- **QUOTED PASSAGE**:
___
935 F2d 274 Molitoni v. Immigration & Naturalization Service

935 F.2d 274

Unpublished Disposition

NOTICE: Ninth Circuit Rule 36-3 provides that dispositions other than opinions or orders designated for publication are not precedential and should not be cited except when relevant under the doctrines of law of the case, res judicata, or collateral estoppel.

Maake Soakai MOLITONI, Petitioner,
v.
IMMIGRATION & NATURALIZATION SERVICE, Respondent.

No. 89-70491.

United States Court of Appeals, Ninth Circuit.

Argued and Submitted May 8, 1991.
Decided June 13, 1991.

Before SCHROEDER, FLETCHER and FERGUSON, Circuit Judges.

1

MEMORANDUM*

2

Maake Soakai Molitoni, a native and citizen of Tonga, petitions for review of the Board of Immigration Appeals' ("BIA") order affirming the Immigration Judge's ("IJ") denial of a discretionary waiver of excludability pursuant to section 212(h) of the Immigration and Naturalization Act ("Act"), as codified in 8 U.S.C. Sec. 1182(h).1 We have jurisdiction pursuant to 8 U.S.C. Sec. 1105a and deny Molitoni's petition for review.
___
- **INFORMATION SHOWN**:
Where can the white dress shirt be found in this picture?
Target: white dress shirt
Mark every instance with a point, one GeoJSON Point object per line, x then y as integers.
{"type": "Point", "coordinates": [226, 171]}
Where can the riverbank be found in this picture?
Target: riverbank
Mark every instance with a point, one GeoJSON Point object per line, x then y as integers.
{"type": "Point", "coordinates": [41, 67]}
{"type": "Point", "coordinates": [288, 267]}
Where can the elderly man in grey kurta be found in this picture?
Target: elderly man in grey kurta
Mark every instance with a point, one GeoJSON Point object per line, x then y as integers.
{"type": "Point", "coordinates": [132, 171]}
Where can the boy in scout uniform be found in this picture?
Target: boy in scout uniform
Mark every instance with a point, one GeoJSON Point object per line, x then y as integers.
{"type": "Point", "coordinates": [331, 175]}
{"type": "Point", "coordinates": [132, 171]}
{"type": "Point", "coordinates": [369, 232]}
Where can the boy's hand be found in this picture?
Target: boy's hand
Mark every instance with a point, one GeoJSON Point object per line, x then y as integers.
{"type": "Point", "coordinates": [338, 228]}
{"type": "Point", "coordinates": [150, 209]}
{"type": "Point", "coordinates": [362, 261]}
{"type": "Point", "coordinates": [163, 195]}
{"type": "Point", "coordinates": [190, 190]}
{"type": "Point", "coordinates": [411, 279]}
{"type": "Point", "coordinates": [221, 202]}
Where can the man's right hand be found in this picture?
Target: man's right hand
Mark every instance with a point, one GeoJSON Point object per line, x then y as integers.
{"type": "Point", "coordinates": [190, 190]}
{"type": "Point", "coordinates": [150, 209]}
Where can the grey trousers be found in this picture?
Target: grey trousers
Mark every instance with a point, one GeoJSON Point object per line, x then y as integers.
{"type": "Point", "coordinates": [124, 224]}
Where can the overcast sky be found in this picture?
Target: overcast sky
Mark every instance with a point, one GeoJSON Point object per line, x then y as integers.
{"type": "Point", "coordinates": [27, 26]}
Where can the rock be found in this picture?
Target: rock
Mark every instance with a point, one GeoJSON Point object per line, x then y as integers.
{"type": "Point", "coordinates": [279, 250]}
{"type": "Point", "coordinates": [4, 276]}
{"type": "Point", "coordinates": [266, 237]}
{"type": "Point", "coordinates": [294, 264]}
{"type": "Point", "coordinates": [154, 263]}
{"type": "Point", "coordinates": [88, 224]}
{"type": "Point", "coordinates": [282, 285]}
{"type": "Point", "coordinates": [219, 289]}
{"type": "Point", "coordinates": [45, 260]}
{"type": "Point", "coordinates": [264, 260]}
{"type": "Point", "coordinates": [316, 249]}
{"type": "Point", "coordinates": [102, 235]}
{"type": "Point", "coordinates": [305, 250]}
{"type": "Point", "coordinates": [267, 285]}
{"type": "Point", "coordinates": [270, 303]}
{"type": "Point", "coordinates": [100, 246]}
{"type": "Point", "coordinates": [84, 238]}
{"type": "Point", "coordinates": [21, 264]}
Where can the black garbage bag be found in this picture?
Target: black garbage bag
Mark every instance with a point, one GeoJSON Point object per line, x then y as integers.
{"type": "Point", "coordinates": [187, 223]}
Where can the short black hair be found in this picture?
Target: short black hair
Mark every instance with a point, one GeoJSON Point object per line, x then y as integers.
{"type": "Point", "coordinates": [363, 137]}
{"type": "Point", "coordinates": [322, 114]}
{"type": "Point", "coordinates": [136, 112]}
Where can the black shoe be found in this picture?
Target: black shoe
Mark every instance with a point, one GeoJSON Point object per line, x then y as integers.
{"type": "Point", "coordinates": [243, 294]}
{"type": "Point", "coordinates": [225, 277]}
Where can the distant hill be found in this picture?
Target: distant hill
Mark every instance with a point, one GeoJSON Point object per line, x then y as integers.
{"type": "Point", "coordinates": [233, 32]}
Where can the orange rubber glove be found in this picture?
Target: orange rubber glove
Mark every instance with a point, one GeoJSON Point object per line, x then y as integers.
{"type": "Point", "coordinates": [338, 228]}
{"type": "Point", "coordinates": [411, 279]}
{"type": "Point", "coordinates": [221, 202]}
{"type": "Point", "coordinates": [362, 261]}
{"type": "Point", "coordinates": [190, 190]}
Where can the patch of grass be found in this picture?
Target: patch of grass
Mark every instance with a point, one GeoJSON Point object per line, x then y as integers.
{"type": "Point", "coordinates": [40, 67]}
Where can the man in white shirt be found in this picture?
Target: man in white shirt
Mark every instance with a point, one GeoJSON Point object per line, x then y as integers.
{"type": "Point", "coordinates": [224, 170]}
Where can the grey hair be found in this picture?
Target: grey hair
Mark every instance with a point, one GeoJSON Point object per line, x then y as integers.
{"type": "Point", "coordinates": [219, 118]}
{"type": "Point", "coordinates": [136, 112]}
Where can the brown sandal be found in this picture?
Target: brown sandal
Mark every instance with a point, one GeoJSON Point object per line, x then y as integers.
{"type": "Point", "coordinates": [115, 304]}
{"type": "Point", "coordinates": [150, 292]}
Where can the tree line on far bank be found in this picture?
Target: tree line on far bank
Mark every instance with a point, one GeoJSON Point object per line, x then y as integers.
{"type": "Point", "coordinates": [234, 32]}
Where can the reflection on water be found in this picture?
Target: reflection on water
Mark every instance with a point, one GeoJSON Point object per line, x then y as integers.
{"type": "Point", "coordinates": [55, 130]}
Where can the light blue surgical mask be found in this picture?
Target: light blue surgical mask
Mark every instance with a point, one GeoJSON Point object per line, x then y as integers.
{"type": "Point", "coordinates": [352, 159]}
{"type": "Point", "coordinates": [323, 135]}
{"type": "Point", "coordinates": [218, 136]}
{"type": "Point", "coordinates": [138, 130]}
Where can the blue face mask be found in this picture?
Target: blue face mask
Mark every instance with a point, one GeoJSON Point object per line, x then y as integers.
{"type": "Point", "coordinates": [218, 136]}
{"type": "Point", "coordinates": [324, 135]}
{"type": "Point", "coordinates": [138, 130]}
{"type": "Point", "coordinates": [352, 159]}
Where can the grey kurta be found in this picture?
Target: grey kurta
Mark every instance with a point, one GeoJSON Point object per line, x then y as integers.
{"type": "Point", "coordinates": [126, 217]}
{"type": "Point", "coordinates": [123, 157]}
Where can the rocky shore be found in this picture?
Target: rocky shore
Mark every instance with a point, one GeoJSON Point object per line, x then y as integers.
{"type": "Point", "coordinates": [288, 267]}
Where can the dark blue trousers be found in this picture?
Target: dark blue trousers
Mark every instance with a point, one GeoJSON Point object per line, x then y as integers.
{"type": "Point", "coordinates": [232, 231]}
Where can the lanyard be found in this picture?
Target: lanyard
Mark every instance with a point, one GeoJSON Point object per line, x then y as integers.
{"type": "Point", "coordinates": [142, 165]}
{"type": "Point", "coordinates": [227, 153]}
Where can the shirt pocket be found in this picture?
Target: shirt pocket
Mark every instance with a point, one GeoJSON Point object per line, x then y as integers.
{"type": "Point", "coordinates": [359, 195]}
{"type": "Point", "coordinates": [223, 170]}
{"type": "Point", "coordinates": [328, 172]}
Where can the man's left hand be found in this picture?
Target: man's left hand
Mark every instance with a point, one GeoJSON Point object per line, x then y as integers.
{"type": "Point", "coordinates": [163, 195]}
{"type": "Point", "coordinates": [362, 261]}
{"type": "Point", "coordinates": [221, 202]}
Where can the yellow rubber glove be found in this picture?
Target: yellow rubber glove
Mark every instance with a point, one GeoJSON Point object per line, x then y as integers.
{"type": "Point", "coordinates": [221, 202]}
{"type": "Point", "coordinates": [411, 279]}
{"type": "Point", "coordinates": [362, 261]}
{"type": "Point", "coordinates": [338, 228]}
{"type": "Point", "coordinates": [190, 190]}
___
- **TASKS AND EXERCISES**:
1. Decide whether each statement below agrees with the court disposition, answering yes or no and quoting the deciding words of the text: (a) Molitoni is a native and citizen of Tonga; (b) the case was decided on May 8, 1991; (c) the court grants Molitoni's petition for review.
2. Copy word for word the part of the court disposition from the words "Unpublished Disposition" up to and including the words "or collateral estoppel.".

- **RESULTS FOR THE EXERCISE**:
1.
(a) Yes: "a native and citizen of Tonga"
(b) No: "Decided June 13, 1991."
(c) No: "deny Molitoni's petition for review"

2.
Unpublished Disposition

NOTICE: Ninth Circuit Rule 36-3 provides that dispositions other than opinions or orders designated for publication are not precedential and should not be cited except when relevant under the doctrines of law of the case, res judicata, or collateral estoppel.